• Instruction:
Resize the items below from the line with "of the mowed" through the end of the items. Rewrite each of those lines in full, multiplying the x and y coordinates of every answer point by 2.15 and rounding to whole numbers with halves rounded up, but leave the sample coordinates in the item wording unchanged.

========

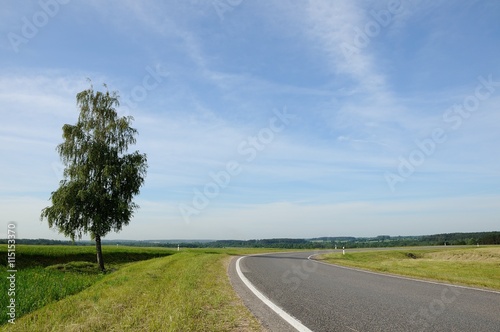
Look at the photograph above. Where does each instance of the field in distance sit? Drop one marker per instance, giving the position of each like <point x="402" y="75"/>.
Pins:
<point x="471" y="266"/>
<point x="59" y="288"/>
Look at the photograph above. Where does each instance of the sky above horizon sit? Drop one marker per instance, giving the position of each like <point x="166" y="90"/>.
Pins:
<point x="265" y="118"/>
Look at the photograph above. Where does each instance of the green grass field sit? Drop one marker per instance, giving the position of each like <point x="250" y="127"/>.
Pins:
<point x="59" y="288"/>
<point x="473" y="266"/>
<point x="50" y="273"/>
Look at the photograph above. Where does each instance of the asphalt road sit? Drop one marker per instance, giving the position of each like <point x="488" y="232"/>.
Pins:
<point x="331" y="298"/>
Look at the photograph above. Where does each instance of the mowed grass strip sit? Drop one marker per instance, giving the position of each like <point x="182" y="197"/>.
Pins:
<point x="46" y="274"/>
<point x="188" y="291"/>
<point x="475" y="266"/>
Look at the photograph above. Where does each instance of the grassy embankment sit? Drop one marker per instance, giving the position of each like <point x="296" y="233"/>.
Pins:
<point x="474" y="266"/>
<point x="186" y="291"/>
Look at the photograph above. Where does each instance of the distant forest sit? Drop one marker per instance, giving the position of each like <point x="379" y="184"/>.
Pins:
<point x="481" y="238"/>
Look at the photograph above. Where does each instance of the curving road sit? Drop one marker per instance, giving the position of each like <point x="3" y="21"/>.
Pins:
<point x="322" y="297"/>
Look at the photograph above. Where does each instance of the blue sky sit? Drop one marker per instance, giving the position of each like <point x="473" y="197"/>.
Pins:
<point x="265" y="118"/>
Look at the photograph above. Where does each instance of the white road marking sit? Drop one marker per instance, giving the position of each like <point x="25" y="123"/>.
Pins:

========

• Result of this exercise:
Look at the photograph above. Where does each instance of the mowed grass strip sit? Drop one marker per instance, giving the position of each like <point x="182" y="197"/>.
Pins:
<point x="99" y="589"/>
<point x="404" y="626"/>
<point x="1021" y="572"/>
Look at the photograph above. Where does each instance of the grassy embankment sit? Drop one marker per instance, giving the position of each like <point x="296" y="233"/>.
Pins:
<point x="1019" y="572"/>
<point x="400" y="626"/>
Look at the photograph above. Where does each instance of the distant forest sit? Drop one marker per instance, giving the position of each like <point x="379" y="184"/>.
Pins:
<point x="1034" y="512"/>
Look at the photograph above. Where does each instance of the curving road sit? Drop one marker per instance, giving the position of each like <point x="3" y="21"/>.
Pins:
<point x="692" y="639"/>
Look at the photograph above. Where does each instance of the blue sky sit? Drop one marker per instance, giving the position of each like <point x="473" y="197"/>.
Pins:
<point x="570" y="254"/>
Look at the photograph above. Where does each instance of the white road marking sit? Drop one marker per instance, giving the position of each like <point x="25" y="123"/>.
Pins:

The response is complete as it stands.